Exercise brief:
In the UK retail sales report, by what percentage did retail sales fall on a monthly basis in December?

Passage to read:
UK retail sales declined more-than-expected in December as the Omicron outbreak dampened Christmas sales, data from the Office for National Statistics showed Friday.
Retail sales fell 3.7 percent on a monthly basis in December, reversing the 1 percent increase a month ago. Sales were forecast to fall 0.6 percent. This was the biggest decline since January 2021.
Likewise, sales volume excluding auto fuel, decreased 3.6 percent after rising 0.7 percent in November. This was also much bigger than the economists’ forecast of -0.5 percent.
Still retail sales were 2.6 percent higher than their pre-coronavirus February 2020 levels.
Following strong sales in November, non-food store sales declined sharply by 7.1 percent and food-store sales were down 1.0 percent from the previous year.
Automotive fuel sales volumes fell 4.7 percent in December as increased home working in December reduced travel.
Year-on-year, retail sales volume decreased 0.9 percent, in contrast to the 4.3 percent increase seen in November and the economists’ expectations +3.4 percent.
Excluding auto fuel, retail sales were down 3 percent, reversing the 2.2 percent increase in the prior month. Economists had forecast an annual fall of 1.1 percent.
With encouraging signs that the Omicron outbreak has passed the worst and the ‘Plan B’ restrictions due to be lifted next week, retail sales may recoup a bit of this fall in January and probably all of it by February and March, Bethany Beckett, an economist at Capital Economics, said.
December’s UK retail sales plunge looks a lot like a post-Black Friday pullback, even if Omicron has had some effect too, James Smith, an ING economist said. Still, the outlook for retail this year looks tricky, as the ongoing rotation back to services continues and disposable incomes are squeezed.

Supplied information:
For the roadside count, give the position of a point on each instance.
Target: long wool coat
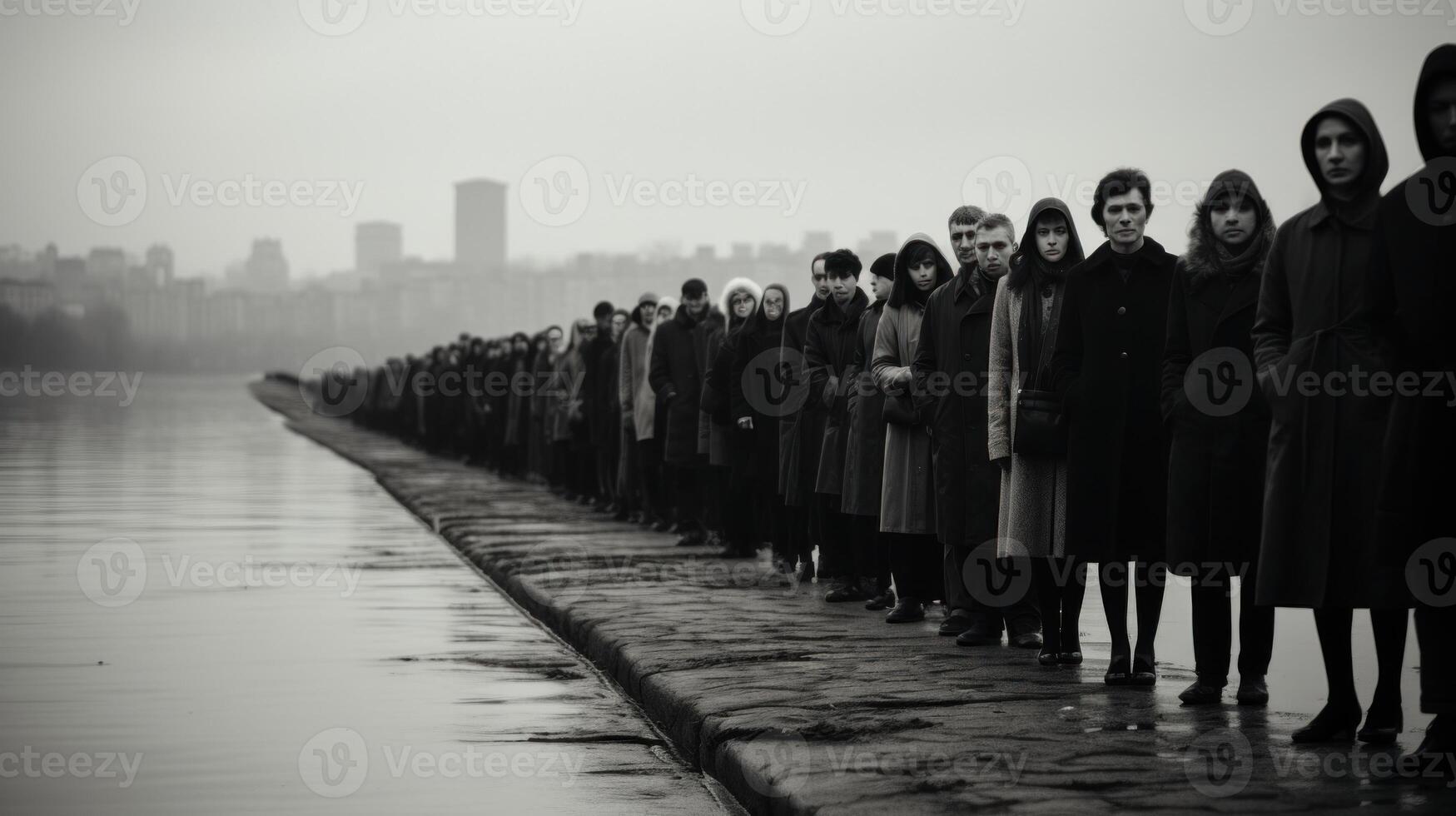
--
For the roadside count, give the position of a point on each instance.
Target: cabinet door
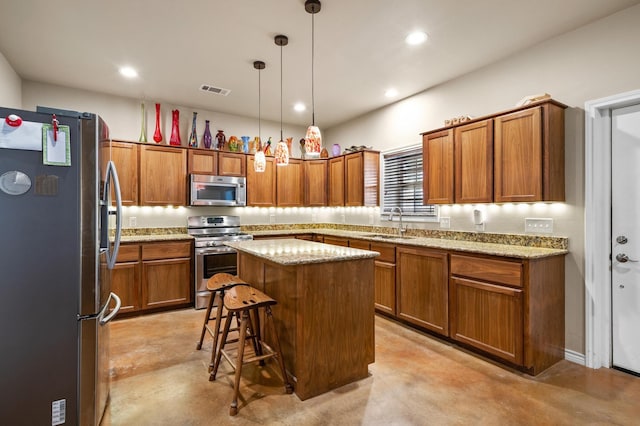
==
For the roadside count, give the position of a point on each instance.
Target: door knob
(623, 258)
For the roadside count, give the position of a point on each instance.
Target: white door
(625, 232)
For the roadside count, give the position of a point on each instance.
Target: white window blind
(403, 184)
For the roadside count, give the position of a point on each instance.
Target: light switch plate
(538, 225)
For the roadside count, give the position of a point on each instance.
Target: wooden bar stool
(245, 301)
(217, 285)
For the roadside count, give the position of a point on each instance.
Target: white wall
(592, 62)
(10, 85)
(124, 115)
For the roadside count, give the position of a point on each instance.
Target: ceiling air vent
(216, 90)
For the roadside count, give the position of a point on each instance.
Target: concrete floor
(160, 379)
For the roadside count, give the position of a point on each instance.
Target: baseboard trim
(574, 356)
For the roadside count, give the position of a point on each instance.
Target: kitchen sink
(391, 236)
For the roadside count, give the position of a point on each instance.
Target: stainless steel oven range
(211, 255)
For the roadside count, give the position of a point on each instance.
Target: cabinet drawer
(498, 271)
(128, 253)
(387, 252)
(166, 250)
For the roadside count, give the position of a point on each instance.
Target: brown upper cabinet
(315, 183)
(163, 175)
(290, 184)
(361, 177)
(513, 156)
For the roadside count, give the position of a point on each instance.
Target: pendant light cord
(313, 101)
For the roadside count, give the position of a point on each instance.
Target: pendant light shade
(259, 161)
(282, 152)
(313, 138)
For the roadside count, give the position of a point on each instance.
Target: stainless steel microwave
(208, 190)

Task answer:
3.7 percent